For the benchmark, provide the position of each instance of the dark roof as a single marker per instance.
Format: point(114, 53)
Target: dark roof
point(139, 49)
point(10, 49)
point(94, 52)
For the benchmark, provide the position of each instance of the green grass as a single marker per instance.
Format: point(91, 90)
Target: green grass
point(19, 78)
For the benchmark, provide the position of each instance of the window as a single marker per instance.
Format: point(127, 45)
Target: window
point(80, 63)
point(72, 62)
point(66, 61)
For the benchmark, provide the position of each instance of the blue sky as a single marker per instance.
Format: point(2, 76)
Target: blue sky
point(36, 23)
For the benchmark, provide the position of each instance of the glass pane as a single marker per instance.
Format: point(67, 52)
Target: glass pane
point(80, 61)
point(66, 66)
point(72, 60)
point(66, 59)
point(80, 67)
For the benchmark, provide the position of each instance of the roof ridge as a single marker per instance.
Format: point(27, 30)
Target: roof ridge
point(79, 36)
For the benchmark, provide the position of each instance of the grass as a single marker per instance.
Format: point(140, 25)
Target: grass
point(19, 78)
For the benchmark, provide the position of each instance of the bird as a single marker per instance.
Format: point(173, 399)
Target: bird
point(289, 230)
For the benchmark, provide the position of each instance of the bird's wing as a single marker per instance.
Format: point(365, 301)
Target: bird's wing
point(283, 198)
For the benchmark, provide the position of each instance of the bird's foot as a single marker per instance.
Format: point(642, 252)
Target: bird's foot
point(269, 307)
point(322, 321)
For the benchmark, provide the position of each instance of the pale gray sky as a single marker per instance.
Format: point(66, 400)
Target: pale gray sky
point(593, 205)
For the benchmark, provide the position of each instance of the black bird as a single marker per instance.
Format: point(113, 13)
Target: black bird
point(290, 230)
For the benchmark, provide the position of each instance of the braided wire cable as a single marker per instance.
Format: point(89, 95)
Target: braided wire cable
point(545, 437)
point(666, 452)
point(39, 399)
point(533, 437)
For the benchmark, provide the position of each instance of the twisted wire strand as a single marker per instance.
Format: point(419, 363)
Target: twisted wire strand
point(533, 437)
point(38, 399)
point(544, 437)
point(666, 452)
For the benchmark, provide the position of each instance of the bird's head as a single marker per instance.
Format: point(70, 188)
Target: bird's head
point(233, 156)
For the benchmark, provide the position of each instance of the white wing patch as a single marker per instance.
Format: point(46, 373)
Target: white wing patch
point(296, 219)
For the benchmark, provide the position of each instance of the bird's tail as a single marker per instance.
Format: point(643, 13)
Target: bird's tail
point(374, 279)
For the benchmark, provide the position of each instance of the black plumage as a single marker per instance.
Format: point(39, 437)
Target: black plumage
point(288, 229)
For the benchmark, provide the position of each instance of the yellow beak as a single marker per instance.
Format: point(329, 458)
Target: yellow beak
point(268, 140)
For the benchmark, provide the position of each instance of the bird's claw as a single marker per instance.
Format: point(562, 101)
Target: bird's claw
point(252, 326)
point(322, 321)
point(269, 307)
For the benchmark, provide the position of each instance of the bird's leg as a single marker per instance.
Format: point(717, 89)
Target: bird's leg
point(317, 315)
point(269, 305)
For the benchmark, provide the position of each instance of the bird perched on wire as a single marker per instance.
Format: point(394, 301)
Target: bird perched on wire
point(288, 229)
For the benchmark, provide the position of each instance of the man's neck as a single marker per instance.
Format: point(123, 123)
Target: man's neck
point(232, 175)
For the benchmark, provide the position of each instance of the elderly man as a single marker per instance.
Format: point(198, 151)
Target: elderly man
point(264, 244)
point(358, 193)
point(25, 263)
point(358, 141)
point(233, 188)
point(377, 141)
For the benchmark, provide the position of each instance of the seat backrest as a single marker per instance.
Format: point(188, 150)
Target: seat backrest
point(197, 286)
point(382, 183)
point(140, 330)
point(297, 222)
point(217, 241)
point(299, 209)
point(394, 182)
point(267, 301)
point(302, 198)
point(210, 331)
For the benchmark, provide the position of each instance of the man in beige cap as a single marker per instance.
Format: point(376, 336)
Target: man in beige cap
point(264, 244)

DIRECTIVE:
Convert every line of the data above into a numbered list, leaving out any blank lines.

SOLUTION FOR THIS PROBLEM:
1. For the benchmark, provide the position of each instance of the dark roof as a single marker per instance.
2. Format: point(114, 53)
3. Target: dark roof
4. point(139, 49)
5. point(10, 49)
6. point(94, 52)
7. For the benchmark, provide the position of each instance of the green grass as a single marker per instance.
8. Format: point(91, 90)
9. Target: green grass
10. point(19, 78)
11. For the benchmark, provide the position of each instance of the window as a single marker per instance.
12. Format: point(127, 45)
13. Target: window
14. point(80, 63)
15. point(72, 62)
16. point(66, 61)
17. For the benchmark, provide the position of each instance of the blue sky as a single marker per instance.
18. Format: point(2, 76)
19. Target: blue sky
20. point(36, 23)
21. For the benchmark, provide the position of each instance of the glass pane as a single marker per instance.
22. Format: point(67, 52)
23. Target: glass pane
24. point(80, 61)
25. point(66, 66)
26. point(72, 60)
27. point(66, 59)
28. point(80, 67)
29. For the benchmark, provide the position of each instance of the roof ridge as a single marker per instance.
30. Format: point(27, 30)
31. Target: roof ridge
32. point(79, 36)
33. For the benchmark, provide the position of each instance of the grass as a single marker per instance.
34. Format: point(140, 25)
35. Target: grass
36. point(19, 78)
37. For the benchmark, provide the position of each instance of the bird as a single marker per instance.
38. Format: point(173, 399)
39. Target: bird
40. point(289, 230)
41. For the benchmark, provide the position of each instance of the bird's wing as a single marker per instance.
42. Format: point(365, 301)
43. Target: bird's wing
44. point(283, 198)
45. For the benchmark, provide the position of each instance of the bird's foot as a single marker per instance.
46. Format: point(642, 252)
47. Target: bird's foot
48. point(269, 307)
49. point(322, 321)
50. For the benchmark, provide the position of each instance of the pale gray sky as a single marker per instance.
51. Format: point(66, 400)
52. Target: pale gray sky
53. point(593, 205)
54. For the benchmark, provide the position of each instance of the black bird as a single marker per instance.
55. Format: point(113, 13)
56. Target: black bird
57. point(290, 230)
58. For the benchmark, provide the position of each instance of the braided wire cable as a single marker per instance.
59. Format: point(89, 95)
60. Target: braided wire cable
61. point(545, 437)
62. point(666, 452)
63. point(39, 399)
64. point(533, 437)
65. For the benchmark, provide the position of each instance of the twisted wire strand as a single marker per instance.
66. Format: point(419, 363)
67. Target: twisted wire strand
68. point(533, 437)
69. point(38, 399)
70. point(544, 437)
71. point(666, 452)
72. For the benchmark, provide the position of each instance of the bird's head as a single marker per instance.
73. Format: point(70, 188)
74. Target: bird's head
75. point(233, 156)
76. For the benchmark, provide the position of each instance of the white wing patch as a single marker per instance.
77. Format: point(46, 373)
78. Target: white wing patch
79. point(296, 219)
80. For the benchmark, provide the position of each instance of the bird's tail as a single marker per instance.
81. Format: point(643, 13)
82. Target: bird's tail
83. point(374, 279)
84. For the benchmark, provide the position of each instance of the black plumage as a single marker per instance.
85. Format: point(39, 437)
86. Target: black plumage
87. point(288, 229)
88. For the benchmark, provide the position of each instance of the yellow beak as a single marker per instance.
89. Format: point(329, 458)
90. Target: yellow beak
91. point(268, 140)
92. For the benchmark, provide the position of each instance of the bird's claw as a single marker per instance.
93. Format: point(562, 101)
94. Target: bird's claw
95. point(252, 326)
96. point(322, 321)
97. point(269, 307)
98. For the benchmark, provide the position of each instance of the bird's leg as a single marker per instance.
99. Format: point(717, 89)
100. Target: bird's leg
101. point(317, 315)
102. point(269, 305)
103. For the benchmark, provide the position of each instance of the bird perched on wire as a single marker per instance.
104. Format: point(394, 301)
105. Target: bird perched on wire
106. point(288, 229)
107. For the benchmark, provide the position of each instance of the man's neck as a single marker per instance.
108. Format: point(123, 123)
109. Target: man's neck
110. point(232, 175)
111. For the benchmark, provide the position of each instance of the elderly man as a single marker per instance.
112. Format: point(198, 151)
113. Target: elderly man
114. point(264, 244)
115. point(358, 193)
116. point(25, 263)
117. point(358, 141)
118. point(233, 188)
119. point(377, 141)
120. For the benchmark, provide the position of each instance of the seat backrest as a single marker per instance.
121. Format: point(188, 150)
122. Target: seat backrest
123. point(197, 286)
124. point(382, 183)
125. point(140, 330)
126. point(297, 222)
127. point(217, 241)
128. point(299, 209)
129. point(394, 182)
130. point(267, 301)
131. point(302, 198)
132. point(210, 331)
133. For the benchmark, provide the position of each instance of the man in beige cap as a single marker per instance.
134. Format: point(376, 336)
135. Target: man in beige cap
136. point(264, 244)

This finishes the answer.